* Data shown *
------------------------
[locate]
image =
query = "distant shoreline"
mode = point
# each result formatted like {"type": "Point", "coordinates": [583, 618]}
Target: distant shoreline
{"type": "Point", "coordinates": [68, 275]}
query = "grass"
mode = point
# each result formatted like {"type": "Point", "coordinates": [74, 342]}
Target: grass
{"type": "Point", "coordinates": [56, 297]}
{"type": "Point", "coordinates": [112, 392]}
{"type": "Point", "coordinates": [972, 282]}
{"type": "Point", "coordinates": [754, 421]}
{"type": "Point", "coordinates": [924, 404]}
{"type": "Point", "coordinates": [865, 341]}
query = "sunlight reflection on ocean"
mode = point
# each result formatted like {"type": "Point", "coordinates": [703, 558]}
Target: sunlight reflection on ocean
------------------------
* Exercise *
Write out the full set of records exactly as given.

* Reply to the task *
[locate]
image =
query = "distant shoreline"
mode = point
# each result formatted like {"type": "Point", "coordinates": [583, 618]}
Target: distant shoreline
{"type": "Point", "coordinates": [68, 275]}
query = "grass"
mode = point
# each result formatted like {"type": "Point", "coordinates": [74, 342]}
Target: grass
{"type": "Point", "coordinates": [56, 297]}
{"type": "Point", "coordinates": [112, 392]}
{"type": "Point", "coordinates": [972, 282]}
{"type": "Point", "coordinates": [754, 421]}
{"type": "Point", "coordinates": [924, 404]}
{"type": "Point", "coordinates": [865, 341]}
query = "sunlight reflection on ocean"
mode = point
# each result formatted like {"type": "Point", "coordinates": [703, 558]}
Target: sunlight reflection on ocean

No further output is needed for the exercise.